----- Recorded information -----
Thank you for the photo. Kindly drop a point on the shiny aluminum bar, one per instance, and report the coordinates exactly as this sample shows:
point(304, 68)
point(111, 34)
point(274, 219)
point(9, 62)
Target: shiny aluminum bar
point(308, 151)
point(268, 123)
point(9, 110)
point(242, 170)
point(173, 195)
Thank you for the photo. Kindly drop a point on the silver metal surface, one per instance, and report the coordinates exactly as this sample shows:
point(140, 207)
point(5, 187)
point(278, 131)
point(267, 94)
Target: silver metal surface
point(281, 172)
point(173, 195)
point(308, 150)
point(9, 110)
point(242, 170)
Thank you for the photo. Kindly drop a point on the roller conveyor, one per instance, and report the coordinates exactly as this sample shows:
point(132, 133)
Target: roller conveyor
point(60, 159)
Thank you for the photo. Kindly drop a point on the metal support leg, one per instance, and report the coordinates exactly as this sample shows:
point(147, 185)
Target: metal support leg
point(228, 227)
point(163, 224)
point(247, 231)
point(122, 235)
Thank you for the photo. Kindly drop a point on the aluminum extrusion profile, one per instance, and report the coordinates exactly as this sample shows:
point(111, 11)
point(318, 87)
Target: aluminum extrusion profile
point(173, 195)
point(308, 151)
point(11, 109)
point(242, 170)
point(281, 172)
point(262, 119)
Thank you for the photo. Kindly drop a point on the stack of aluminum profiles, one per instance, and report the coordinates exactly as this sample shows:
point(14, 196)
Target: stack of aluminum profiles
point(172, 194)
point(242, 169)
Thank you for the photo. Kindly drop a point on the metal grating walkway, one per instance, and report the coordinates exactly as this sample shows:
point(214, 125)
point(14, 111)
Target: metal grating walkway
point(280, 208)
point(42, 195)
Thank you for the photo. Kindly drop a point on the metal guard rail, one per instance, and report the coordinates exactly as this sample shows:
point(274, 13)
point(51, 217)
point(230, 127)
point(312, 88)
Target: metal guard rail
-----
### Task objective
Reproduce the data in full from the line containing "the metal grating" through the end of the data. Multiply only the point coordinates given as answers by 0.75 and round each to a whole number, with halves rounded up, leaving every other number as it is.

### The result
Thank you for the photo. Kindly drop a point on the metal grating walkway, one per instance, and report the coordinates exactly as this sample shows:
point(214, 125)
point(14, 111)
Target: metal grating walkway
point(210, 156)
point(32, 146)
Thank you for the photo. Kindly drop a point on the metal guard rail, one per instance, and report the coordinates exactly as this sample shows:
point(274, 13)
point(51, 217)
point(230, 127)
point(312, 88)
Target: metal guard rail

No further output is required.